━━━━━ DATA

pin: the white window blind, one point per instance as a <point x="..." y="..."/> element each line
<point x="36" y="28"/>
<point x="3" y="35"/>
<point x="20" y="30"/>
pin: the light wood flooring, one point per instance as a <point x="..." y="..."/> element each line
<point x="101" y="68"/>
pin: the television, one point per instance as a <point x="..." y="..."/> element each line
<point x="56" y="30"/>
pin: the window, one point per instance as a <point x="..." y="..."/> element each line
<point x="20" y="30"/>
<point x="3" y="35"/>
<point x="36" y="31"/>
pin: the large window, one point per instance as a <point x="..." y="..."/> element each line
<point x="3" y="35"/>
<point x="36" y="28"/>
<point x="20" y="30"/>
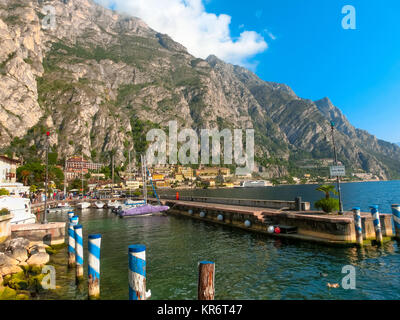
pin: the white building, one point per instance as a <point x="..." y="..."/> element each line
<point x="8" y="169"/>
<point x="8" y="176"/>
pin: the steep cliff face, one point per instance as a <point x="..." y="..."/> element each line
<point x="99" y="80"/>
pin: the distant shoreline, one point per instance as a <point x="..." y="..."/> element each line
<point x="279" y="185"/>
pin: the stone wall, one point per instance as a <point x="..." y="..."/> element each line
<point x="312" y="227"/>
<point x="50" y="234"/>
<point x="5" y="228"/>
<point x="272" y="204"/>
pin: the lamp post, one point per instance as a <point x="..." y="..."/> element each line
<point x="47" y="178"/>
<point x="341" y="211"/>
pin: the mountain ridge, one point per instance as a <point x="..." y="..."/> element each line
<point x="101" y="79"/>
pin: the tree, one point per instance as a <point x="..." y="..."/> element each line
<point x="328" y="204"/>
<point x="327" y="190"/>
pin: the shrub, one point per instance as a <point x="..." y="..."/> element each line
<point x="4" y="212"/>
<point x="328" y="205"/>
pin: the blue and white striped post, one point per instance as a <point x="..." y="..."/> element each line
<point x="377" y="223"/>
<point x="94" y="266"/>
<point x="79" y="252"/>
<point x="137" y="273"/>
<point x="206" y="286"/>
<point x="396" y="218"/>
<point x="71" y="241"/>
<point x="358" y="225"/>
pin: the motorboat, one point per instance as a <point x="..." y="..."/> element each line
<point x="63" y="205"/>
<point x="84" y="205"/>
<point x="20" y="208"/>
<point x="113" y="204"/>
<point x="99" y="204"/>
<point x="131" y="203"/>
<point x="256" y="184"/>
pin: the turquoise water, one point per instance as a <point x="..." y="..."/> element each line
<point x="248" y="266"/>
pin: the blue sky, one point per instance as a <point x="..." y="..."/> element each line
<point x="297" y="42"/>
<point x="359" y="70"/>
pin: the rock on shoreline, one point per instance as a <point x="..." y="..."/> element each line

━━━━━━━━━━

# WHAT THE EXERCISE ASKS:
Every entry above should be given again exactly, with no images included.

# EXPECTED ANSWER:
pin: the white window blind, one point per instance as a <point x="..." y="..."/> element each line
<point x="36" y="28"/>
<point x="3" y="35"/>
<point x="20" y="30"/>
pin: the light wood flooring, one point per instance as a <point x="..." y="..."/> element each line
<point x="101" y="68"/>
pin: the television, one point per instance as a <point x="..." y="..."/> element each line
<point x="56" y="30"/>
pin: the window, one point per instance as a <point x="..." y="..."/> element each line
<point x="20" y="30"/>
<point x="3" y="35"/>
<point x="36" y="31"/>
pin: the large window, one point per instance as a <point x="..." y="..."/> element each line
<point x="3" y="35"/>
<point x="36" y="28"/>
<point x="20" y="30"/>
pin: the white building, one point per instance as a <point x="..." y="..."/> element each line
<point x="8" y="169"/>
<point x="8" y="176"/>
pin: the steep cliff face, one point per instance as a <point x="..." y="..."/> element each line
<point x="99" y="80"/>
pin: the distant shoreline, one point per instance as a <point x="..." y="..."/> element each line
<point x="279" y="185"/>
pin: the stone wall, one point per instance as a <point x="..." y="..."/> element each line
<point x="312" y="227"/>
<point x="50" y="234"/>
<point x="5" y="228"/>
<point x="272" y="204"/>
pin: the lamp post, one point per instance as a <point x="..." y="..."/> element each line
<point x="47" y="178"/>
<point x="341" y="211"/>
pin: the mountain ridge, one point per instance as a <point x="..." y="..."/> element each line
<point x="101" y="79"/>
pin: the tree, one point per instance as a <point x="..." y="..."/> element each line
<point x="328" y="204"/>
<point x="327" y="190"/>
pin: the shrub, one point per instance as a <point x="..." y="..."/> element each line
<point x="4" y="212"/>
<point x="328" y="205"/>
pin: the blue and white striped post, one point per instance as a <point x="..." y="..."/> element each line
<point x="377" y="223"/>
<point x="94" y="266"/>
<point x="79" y="252"/>
<point x="137" y="273"/>
<point x="206" y="286"/>
<point x="396" y="218"/>
<point x="71" y="241"/>
<point x="358" y="225"/>
pin: the motorboat, one point per instance as a <point x="..." y="..."/> element each line
<point x="63" y="205"/>
<point x="84" y="205"/>
<point x="20" y="208"/>
<point x="113" y="204"/>
<point x="99" y="204"/>
<point x="131" y="203"/>
<point x="256" y="184"/>
pin: the turquoise water, one point per instance as a <point x="..." y="..."/> element each line
<point x="248" y="266"/>
pin: the blue sky, one point per instance as a <point x="..." y="..."/> element each line
<point x="297" y="42"/>
<point x="359" y="70"/>
pin: the rock on shoreline, one point per instance as a <point x="..." y="..."/> element each line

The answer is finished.